[TO DO] In the passage on Sino-Sri Lankan relations, what did Delhi quietly give Rajapaksa in 2006?

[EXTRACTED TEXT]
--- START ---
Author- Jeff M. Smith

The Sino-Sri Lankan relationship was fundamentally transformed by the 2005 election of President Mahinda Rajapaksa. Unlike many South Asian capitals India had shielded from Chinese influence, Colombo established cordial, if limited, diplomatic ties with Beijing by the late 20th century, even importing arms from China in the 1990s.

Rajapaksa entered office two decades into a brutal conflict with the Liberation Tigers of Tamil Elam (LTTE), a hyper-violent separatist movement claiming to defend the interests of Sri Lanka’s Tamil minority. Colombo and the LTTE reached a ceasefire in 2002 but the violence continued and Sri Lanka’s foreign minister was assassinated shortly before Rajapaksa’s inauguration. Within weeks of taking office the president privately appealed to Delhi for military aid to underpin a major offensive he was planning to crush the LTTE.

In 2006 Delhi quietly gifted Rajapaksa five Mi-17 helicopters and aided efforts to target LTTE personnel, supplies, and floating arsenals at sea. However, with a politically influential Tamil minority of its own, Delhi balked at requests for more robust military support. Nor could Rajapaksa turn to the United States. Concerned about human rights violations in the LTTE conflict, Washington had “drastically reduced its foreign assistance package for Sri Lanka.”
--- END ---
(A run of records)
--- START ---
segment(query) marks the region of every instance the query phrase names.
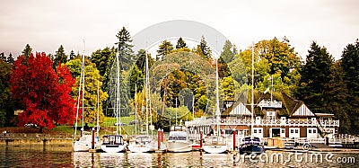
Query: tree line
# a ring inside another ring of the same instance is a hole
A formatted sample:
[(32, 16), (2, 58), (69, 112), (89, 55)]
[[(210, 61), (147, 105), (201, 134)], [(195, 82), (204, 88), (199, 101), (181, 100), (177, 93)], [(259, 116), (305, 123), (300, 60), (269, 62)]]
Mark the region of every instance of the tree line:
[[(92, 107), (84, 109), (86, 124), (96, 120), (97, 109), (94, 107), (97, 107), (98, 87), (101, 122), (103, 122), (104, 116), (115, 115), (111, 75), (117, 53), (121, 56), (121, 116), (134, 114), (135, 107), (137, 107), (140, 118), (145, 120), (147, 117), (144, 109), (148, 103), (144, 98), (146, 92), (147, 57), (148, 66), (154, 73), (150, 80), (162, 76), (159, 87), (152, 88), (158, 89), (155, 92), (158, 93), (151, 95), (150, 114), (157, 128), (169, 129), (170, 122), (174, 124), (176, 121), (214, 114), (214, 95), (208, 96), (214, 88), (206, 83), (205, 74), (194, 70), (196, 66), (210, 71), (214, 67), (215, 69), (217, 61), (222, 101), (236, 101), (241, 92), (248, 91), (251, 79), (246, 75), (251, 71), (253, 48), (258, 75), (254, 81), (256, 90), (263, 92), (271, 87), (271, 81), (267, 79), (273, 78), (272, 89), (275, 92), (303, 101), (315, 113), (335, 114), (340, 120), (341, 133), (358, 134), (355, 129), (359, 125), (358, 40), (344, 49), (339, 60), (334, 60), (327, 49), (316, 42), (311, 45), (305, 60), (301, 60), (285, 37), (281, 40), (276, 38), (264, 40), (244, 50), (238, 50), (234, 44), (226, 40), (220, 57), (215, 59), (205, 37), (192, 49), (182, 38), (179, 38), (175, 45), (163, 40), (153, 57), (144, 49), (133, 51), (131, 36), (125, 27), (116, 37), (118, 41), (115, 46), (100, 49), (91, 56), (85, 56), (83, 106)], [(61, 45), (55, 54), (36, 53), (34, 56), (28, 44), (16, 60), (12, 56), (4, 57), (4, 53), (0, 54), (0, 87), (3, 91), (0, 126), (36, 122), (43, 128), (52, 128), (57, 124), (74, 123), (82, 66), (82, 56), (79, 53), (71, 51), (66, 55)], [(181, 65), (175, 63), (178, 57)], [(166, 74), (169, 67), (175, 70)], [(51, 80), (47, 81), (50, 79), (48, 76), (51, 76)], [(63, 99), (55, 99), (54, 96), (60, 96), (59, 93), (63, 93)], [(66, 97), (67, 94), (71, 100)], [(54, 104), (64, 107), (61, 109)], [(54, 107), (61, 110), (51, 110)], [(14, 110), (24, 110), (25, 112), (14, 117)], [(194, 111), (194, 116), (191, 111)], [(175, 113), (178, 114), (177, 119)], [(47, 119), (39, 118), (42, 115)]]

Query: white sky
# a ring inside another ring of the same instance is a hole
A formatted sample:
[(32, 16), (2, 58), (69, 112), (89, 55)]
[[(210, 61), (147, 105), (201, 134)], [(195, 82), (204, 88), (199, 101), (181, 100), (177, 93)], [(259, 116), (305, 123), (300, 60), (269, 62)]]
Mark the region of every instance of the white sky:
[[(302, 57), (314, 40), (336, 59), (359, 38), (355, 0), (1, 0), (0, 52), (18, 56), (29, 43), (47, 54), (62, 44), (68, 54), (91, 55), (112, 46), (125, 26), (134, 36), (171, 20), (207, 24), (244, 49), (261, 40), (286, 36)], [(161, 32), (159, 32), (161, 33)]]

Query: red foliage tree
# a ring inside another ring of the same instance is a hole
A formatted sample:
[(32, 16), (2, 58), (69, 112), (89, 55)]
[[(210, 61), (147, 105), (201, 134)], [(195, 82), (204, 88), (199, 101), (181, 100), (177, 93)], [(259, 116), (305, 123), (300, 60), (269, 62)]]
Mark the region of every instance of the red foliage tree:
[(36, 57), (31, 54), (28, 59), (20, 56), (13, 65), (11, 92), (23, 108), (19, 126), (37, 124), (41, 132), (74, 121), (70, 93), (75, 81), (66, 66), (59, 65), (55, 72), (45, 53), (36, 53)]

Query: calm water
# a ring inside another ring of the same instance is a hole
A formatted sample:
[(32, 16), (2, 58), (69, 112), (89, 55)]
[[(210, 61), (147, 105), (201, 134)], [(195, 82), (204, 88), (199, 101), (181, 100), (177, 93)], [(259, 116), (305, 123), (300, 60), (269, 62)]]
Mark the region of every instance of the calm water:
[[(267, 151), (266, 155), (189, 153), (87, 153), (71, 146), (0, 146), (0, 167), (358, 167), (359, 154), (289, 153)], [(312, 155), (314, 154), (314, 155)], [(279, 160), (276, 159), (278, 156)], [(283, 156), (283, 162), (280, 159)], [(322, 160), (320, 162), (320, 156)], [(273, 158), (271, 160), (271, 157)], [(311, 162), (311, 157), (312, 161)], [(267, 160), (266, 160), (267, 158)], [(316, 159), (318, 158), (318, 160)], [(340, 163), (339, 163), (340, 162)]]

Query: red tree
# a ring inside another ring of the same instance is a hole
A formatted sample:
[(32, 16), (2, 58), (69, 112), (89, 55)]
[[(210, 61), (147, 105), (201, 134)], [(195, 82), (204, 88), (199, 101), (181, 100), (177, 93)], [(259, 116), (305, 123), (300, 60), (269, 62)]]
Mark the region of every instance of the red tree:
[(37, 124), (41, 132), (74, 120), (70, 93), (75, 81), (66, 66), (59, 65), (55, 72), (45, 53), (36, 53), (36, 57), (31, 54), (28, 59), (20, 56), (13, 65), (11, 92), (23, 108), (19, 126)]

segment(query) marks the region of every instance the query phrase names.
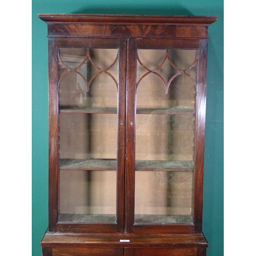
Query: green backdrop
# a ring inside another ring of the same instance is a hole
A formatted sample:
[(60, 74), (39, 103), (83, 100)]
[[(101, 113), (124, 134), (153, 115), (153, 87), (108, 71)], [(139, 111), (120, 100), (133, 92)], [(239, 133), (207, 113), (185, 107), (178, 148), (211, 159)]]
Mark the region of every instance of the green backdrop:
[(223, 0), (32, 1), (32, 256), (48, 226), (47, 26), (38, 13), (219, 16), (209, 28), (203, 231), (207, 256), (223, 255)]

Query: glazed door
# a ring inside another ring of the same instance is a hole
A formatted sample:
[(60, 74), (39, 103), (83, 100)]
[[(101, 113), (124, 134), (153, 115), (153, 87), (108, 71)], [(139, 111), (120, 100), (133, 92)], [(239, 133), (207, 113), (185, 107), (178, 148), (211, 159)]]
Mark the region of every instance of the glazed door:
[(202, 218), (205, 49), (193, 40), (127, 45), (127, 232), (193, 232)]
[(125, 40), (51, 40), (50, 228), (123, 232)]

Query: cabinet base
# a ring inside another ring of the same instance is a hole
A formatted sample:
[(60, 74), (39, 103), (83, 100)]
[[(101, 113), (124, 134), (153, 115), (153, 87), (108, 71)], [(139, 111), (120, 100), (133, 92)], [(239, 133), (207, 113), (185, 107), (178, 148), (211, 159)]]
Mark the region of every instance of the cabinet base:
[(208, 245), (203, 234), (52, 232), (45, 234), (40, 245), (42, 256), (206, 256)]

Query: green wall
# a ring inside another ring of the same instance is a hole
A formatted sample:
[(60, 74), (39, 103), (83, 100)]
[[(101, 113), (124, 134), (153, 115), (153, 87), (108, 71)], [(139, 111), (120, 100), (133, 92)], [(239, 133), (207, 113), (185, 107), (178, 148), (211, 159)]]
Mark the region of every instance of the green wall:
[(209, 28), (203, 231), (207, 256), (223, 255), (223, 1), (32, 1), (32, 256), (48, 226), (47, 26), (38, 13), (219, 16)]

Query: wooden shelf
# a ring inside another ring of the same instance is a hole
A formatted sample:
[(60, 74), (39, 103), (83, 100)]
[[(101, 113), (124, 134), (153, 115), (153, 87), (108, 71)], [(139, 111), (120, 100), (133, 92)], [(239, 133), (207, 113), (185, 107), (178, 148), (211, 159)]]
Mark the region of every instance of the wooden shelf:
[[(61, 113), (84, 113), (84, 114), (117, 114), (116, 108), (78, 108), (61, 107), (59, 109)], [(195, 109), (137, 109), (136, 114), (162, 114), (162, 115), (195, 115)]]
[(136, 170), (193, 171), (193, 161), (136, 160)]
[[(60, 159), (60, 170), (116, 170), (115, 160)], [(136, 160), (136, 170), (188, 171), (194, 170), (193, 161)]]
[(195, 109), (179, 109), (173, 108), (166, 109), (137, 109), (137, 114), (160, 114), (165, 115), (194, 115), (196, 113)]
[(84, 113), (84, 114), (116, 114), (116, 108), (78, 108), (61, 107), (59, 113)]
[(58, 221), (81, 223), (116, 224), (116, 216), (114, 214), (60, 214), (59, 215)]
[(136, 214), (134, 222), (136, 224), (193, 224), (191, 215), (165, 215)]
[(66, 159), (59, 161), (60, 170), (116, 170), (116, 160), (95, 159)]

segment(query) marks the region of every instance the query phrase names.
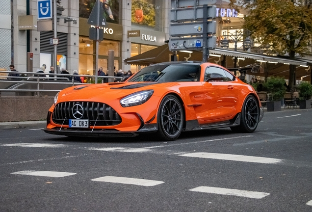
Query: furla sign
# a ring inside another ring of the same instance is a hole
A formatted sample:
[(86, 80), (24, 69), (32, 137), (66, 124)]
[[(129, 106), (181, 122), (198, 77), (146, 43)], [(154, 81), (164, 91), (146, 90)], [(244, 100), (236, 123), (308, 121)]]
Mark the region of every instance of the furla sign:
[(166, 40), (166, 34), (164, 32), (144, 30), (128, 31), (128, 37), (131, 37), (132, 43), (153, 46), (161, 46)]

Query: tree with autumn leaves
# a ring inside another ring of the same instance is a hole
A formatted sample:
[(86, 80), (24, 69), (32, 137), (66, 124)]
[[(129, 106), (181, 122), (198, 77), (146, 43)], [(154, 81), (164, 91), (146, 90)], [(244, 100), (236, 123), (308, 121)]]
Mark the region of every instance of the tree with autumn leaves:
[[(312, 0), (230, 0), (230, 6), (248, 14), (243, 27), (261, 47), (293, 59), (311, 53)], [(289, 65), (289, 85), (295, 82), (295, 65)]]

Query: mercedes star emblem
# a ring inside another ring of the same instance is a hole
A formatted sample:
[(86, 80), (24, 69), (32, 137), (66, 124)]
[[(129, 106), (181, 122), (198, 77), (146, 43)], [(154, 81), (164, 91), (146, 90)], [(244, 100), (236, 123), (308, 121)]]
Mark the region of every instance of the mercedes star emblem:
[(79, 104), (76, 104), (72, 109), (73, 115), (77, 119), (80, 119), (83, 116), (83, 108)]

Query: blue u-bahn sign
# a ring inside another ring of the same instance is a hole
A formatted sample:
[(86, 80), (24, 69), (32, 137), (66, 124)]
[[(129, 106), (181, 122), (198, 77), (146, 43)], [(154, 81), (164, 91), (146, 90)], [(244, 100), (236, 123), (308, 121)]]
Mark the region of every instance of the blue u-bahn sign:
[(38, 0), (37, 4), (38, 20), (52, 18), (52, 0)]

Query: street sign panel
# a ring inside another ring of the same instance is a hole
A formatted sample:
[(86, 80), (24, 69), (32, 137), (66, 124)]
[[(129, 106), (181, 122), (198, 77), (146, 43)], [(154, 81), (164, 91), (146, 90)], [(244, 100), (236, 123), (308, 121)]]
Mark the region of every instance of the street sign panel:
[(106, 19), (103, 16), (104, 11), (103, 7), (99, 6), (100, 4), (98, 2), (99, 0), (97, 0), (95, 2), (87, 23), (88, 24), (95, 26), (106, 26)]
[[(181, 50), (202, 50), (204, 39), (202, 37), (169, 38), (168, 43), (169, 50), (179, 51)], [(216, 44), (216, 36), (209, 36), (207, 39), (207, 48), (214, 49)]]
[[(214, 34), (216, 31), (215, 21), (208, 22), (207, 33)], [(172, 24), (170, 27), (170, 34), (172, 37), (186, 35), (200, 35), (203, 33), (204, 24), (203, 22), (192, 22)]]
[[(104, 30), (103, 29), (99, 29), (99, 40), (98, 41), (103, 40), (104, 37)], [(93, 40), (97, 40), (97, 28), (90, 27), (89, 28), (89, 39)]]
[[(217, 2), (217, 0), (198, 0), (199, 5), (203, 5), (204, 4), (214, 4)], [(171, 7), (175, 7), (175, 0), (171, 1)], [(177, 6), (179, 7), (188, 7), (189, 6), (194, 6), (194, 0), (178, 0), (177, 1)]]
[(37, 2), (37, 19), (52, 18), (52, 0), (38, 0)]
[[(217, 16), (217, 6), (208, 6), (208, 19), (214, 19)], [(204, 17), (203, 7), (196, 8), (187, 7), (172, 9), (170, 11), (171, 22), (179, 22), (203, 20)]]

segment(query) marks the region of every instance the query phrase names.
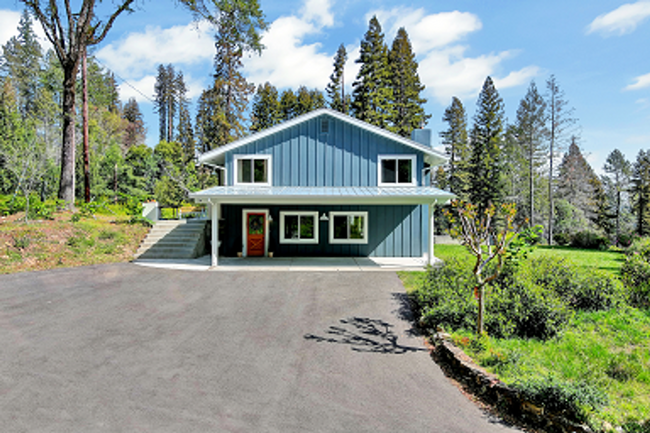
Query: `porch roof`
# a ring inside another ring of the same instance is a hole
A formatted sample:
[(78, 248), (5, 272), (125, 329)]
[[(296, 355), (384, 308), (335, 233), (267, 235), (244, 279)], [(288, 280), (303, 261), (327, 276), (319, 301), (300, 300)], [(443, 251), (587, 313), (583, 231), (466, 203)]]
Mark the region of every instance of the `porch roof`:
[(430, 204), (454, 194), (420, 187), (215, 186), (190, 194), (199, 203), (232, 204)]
--- END ---
[FINAL RESULT] Five Mi-17 helicopters.